━━━━━ EXERCISE MATERIAL ━━━━━

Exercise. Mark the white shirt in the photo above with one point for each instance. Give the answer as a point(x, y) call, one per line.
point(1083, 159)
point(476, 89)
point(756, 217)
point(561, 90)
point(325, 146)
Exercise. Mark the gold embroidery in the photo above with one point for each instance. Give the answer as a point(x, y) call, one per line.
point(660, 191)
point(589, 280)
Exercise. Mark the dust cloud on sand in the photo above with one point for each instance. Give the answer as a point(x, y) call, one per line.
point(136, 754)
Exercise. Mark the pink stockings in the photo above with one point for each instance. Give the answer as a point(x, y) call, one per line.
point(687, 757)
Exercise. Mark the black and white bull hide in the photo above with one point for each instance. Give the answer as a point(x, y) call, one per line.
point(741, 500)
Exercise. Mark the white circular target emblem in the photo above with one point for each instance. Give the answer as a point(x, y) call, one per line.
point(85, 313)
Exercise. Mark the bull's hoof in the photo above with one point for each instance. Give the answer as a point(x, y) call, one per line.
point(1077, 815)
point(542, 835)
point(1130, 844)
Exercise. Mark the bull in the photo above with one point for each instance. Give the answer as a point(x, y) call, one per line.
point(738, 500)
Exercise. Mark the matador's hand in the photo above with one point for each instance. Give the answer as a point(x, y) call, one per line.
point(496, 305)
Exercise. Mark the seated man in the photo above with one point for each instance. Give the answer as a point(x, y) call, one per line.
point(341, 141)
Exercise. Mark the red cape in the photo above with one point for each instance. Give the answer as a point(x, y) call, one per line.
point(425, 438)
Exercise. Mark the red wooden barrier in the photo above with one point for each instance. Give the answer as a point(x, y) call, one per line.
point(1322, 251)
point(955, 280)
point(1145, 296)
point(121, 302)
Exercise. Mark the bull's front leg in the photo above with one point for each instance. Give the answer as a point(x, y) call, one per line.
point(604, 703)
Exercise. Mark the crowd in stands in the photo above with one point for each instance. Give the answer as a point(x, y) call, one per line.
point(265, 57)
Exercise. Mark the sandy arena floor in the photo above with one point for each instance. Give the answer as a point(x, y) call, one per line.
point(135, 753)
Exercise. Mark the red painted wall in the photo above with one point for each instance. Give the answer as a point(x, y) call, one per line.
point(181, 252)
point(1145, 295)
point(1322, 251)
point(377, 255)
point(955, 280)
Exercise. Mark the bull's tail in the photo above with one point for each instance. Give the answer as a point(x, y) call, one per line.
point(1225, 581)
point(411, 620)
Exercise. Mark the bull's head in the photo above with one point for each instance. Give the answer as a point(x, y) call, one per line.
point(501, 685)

━━━━━

● **WHAT THE TASK REQUIRES**
Reproduce the data above word for word, beginning with the line containing "Exercise. Mark the red cape" and ending with the line containing "point(265, 57)", both included.

● **ANSWER FOR THIS EXERCISE**
Exercise. Mark the red cape in the photo above with one point for each instance. Give the answer as a point(x, y) call, one per line.
point(425, 438)
Exercise. Mark the red wooden barrier in the photo above with one point for each instance. Give the answer as a point(x, y) call, one per line.
point(1322, 251)
point(955, 280)
point(1145, 296)
point(121, 302)
Exercise. Mark the bull's front leg in the photo above with one point for each instance. Give the answer as a point(x, y) call, one per line.
point(604, 703)
Exercise. Mark the crowd in stands in the photo above with one point for each instance. Give the answer as a point(x, y) call, one per line.
point(265, 57)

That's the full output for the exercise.